_Task details:_ Rewrite the entries, starting with the line that contains "Every instance of the roof cornice" and going on through the end of the entries, switching every "Target" to "Object" and changing nothing else. Leave the pictures out.

[Object pointing dataset entries]
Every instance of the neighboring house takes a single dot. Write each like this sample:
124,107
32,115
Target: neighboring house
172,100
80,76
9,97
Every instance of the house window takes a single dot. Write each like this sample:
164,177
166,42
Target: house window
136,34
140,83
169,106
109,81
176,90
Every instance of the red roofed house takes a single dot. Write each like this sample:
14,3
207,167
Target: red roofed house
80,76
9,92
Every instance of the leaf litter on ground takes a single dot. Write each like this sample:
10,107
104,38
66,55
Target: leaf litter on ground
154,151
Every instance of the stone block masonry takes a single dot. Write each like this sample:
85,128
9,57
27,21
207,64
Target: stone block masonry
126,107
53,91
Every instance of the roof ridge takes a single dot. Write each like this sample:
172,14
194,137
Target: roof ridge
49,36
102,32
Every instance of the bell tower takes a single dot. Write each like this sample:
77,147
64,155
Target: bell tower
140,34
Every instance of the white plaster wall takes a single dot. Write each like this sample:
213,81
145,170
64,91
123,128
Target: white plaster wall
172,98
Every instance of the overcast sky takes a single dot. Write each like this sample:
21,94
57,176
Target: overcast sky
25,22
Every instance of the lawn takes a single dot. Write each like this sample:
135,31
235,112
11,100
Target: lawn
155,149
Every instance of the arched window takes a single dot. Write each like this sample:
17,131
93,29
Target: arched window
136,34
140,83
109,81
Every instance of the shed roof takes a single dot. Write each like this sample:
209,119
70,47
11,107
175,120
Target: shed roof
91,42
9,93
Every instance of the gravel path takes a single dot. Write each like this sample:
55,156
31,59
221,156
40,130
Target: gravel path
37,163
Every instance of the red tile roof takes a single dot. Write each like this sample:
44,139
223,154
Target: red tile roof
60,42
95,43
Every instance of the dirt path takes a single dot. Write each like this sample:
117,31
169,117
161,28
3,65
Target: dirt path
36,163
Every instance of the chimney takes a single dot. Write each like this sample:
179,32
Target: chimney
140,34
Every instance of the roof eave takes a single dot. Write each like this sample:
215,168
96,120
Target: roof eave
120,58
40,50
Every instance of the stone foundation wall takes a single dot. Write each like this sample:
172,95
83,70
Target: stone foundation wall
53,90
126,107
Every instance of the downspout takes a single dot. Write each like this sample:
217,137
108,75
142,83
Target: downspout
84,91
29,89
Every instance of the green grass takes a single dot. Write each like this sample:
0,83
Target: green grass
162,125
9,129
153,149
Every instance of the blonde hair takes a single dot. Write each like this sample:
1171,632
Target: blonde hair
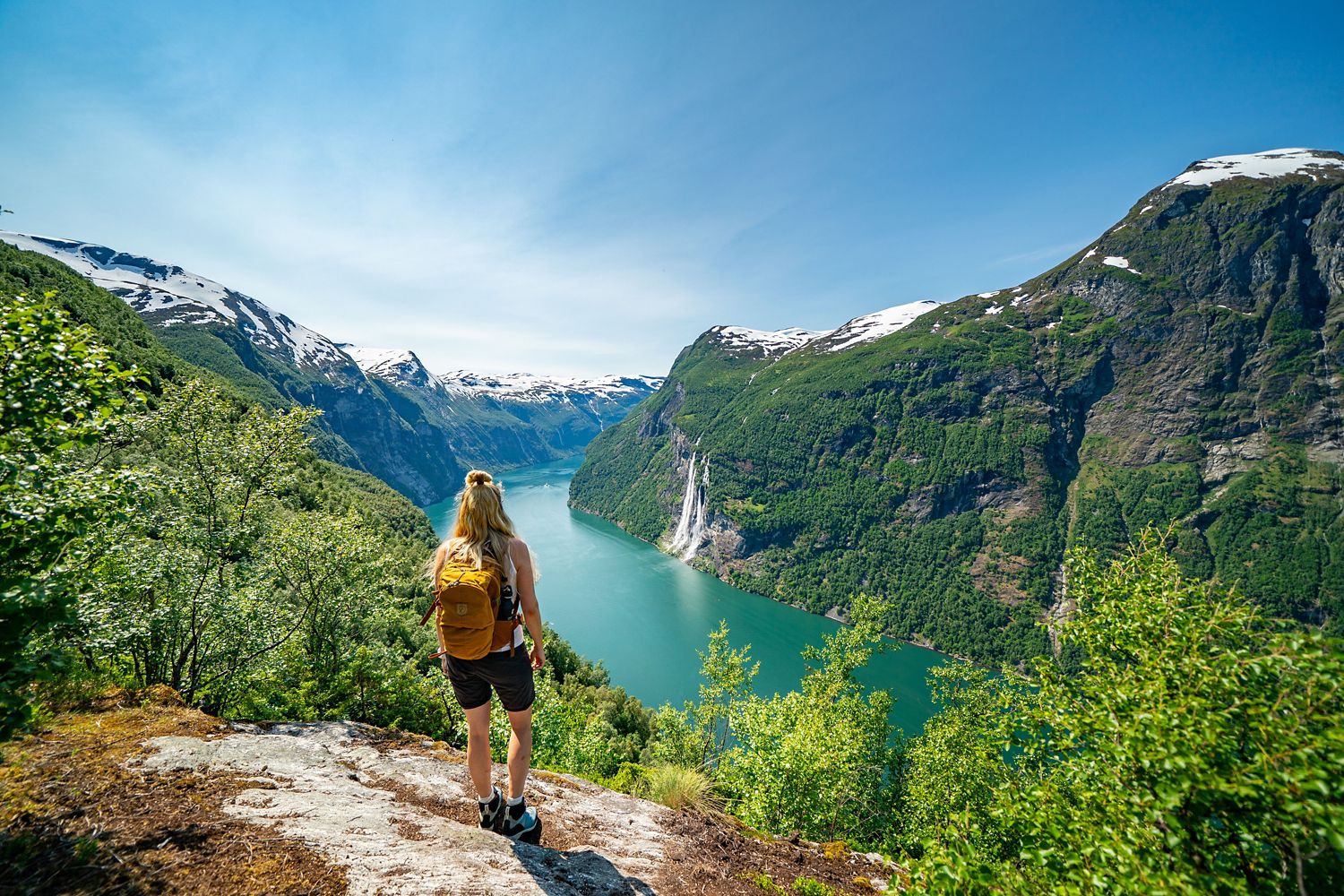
481,525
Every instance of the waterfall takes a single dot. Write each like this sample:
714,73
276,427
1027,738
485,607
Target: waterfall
683,528
690,528
696,535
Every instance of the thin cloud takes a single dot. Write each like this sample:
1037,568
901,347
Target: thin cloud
1056,252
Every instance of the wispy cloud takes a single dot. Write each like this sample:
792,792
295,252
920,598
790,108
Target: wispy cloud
1056,252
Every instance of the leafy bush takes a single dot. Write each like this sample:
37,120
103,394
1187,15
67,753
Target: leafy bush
1196,750
62,392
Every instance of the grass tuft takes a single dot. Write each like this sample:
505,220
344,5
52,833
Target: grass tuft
682,788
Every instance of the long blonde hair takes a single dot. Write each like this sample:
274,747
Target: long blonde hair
480,521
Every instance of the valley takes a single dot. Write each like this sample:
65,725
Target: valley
1179,371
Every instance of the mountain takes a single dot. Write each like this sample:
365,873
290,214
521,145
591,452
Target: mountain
1183,368
382,411
504,421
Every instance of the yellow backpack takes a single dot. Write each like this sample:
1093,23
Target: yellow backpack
468,603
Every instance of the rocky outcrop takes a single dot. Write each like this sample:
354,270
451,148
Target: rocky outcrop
142,794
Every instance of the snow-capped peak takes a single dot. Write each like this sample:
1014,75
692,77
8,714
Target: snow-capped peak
532,387
397,366
1273,163
168,295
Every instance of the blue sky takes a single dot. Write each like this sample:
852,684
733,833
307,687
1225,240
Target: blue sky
585,187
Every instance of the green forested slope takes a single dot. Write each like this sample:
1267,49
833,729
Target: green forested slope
185,535
1179,370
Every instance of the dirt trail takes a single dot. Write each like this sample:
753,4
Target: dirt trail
392,820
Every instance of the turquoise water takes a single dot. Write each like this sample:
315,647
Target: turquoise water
645,614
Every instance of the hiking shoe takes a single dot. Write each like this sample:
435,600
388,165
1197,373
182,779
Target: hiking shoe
492,810
521,823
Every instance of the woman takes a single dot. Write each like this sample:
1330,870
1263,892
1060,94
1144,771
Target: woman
484,538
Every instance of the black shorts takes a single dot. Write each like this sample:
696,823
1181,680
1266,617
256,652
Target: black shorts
510,676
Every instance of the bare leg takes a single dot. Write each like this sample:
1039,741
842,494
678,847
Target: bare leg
519,751
478,748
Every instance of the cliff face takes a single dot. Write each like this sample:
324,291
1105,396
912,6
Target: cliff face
1180,368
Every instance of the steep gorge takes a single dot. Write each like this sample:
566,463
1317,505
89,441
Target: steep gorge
1183,368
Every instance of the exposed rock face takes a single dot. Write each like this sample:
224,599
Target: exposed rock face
1182,368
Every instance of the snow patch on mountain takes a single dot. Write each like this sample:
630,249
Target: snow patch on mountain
860,330
773,343
870,327
156,288
529,387
1273,163
397,366
1118,261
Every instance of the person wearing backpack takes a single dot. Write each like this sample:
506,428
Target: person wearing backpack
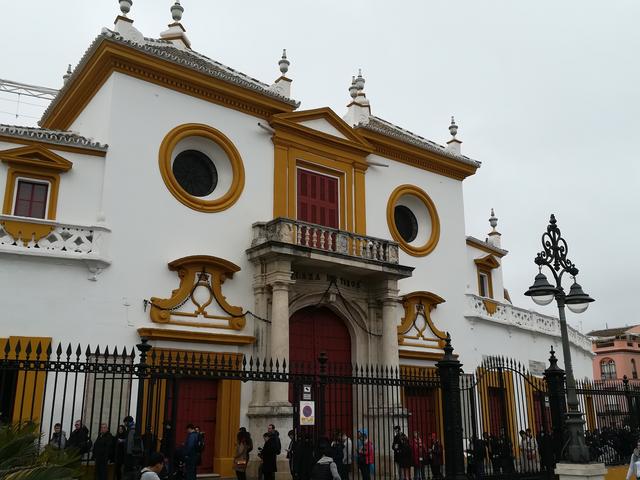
199,445
79,438
325,468
153,468
190,451
133,449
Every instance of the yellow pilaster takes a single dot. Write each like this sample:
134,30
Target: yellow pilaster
227,425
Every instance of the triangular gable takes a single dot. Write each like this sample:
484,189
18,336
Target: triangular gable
489,262
36,156
321,122
324,126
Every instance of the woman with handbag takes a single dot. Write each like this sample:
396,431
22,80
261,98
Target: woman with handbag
241,457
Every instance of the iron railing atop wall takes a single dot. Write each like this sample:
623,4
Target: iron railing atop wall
477,416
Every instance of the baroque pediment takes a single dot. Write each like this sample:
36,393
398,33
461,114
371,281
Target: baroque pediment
321,124
198,300
417,329
37,156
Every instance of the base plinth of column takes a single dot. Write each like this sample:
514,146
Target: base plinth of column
586,471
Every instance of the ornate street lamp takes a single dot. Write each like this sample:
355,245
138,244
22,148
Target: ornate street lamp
554,256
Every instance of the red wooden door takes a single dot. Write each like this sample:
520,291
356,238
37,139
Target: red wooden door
496,410
197,403
421,404
314,330
317,198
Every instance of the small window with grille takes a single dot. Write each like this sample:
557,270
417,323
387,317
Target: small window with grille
31,199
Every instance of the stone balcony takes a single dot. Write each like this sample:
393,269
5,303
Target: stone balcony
480,308
315,245
49,239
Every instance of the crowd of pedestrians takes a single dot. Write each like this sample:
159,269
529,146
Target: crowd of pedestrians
125,451
338,457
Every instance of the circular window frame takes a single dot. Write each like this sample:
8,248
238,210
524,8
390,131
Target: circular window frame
430,245
169,144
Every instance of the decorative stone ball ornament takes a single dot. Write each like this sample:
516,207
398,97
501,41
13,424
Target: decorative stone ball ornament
176,11
125,6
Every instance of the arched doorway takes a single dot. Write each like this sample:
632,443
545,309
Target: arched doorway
314,330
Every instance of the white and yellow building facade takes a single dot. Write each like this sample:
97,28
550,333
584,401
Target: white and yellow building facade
170,197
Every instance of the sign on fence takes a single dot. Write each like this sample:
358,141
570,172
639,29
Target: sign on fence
307,412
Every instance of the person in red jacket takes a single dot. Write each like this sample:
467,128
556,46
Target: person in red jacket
419,456
365,454
435,457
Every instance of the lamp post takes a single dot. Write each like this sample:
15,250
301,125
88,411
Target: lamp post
554,256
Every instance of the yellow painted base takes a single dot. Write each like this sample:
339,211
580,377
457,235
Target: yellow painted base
617,473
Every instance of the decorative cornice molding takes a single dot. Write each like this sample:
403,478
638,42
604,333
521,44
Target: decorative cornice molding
160,63
485,247
410,154
34,135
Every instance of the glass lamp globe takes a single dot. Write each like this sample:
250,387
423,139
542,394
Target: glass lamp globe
578,307
543,299
577,301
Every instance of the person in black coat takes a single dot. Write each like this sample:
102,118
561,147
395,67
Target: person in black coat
119,450
103,450
79,438
269,456
304,458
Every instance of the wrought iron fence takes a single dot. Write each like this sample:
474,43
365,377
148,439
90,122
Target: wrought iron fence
496,422
507,422
612,414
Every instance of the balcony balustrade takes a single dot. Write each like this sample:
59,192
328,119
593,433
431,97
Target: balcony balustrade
324,244
506,314
55,240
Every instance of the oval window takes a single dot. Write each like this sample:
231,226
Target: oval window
195,172
406,223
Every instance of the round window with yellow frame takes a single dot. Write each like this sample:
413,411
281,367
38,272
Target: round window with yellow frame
413,220
201,167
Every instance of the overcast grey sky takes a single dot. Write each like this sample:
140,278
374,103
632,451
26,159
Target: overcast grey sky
546,94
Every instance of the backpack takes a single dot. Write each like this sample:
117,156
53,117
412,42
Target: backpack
200,443
322,471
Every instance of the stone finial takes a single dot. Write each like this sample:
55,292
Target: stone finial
453,145
284,62
494,235
353,90
359,107
360,81
493,220
125,6
453,128
176,33
176,11
67,75
282,85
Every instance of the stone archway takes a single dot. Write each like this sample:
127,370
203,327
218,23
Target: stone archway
318,329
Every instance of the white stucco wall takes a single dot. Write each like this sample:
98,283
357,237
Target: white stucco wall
151,228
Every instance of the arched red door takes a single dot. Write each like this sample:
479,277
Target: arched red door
311,331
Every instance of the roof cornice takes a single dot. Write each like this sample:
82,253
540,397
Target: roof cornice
485,247
110,53
400,149
56,139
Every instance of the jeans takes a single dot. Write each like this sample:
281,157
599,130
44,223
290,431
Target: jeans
190,469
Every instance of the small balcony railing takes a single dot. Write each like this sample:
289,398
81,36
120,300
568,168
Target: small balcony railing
48,238
507,314
318,237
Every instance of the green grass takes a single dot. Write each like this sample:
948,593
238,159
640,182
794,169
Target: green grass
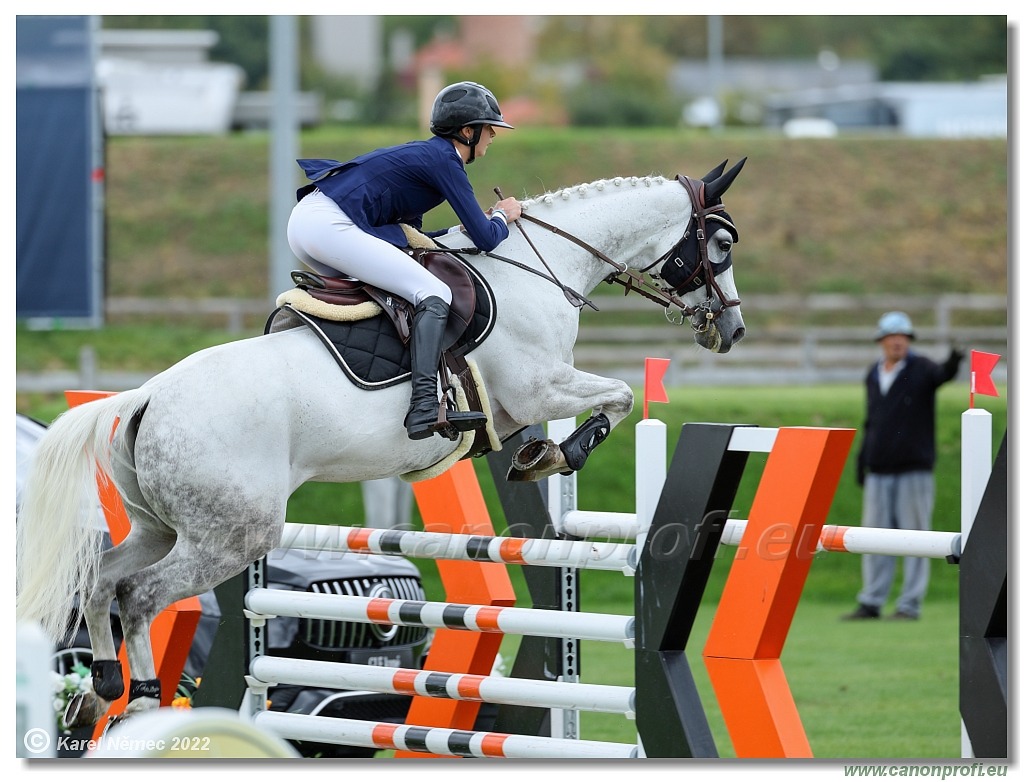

_Result:_
Every instance of the roof cornice takes a single dot. Write each like this sample:
82,253
540,397
Object: roof cornice
485,247
110,53
400,149
56,139
Every instance of the jeans takes a single dot. Write each like this sample:
281,157
599,130
44,223
290,431
Object: jeans
190,469
Every instance of the small balcony railing takes a single dot. Write each like this sample:
289,398
81,36
120,300
568,168
Object: small balcony railing
48,238
507,314
318,237
Every instance of the green grass takes a single dot. Write each like this sample:
948,593
238,159
640,182
794,169
Object: green grass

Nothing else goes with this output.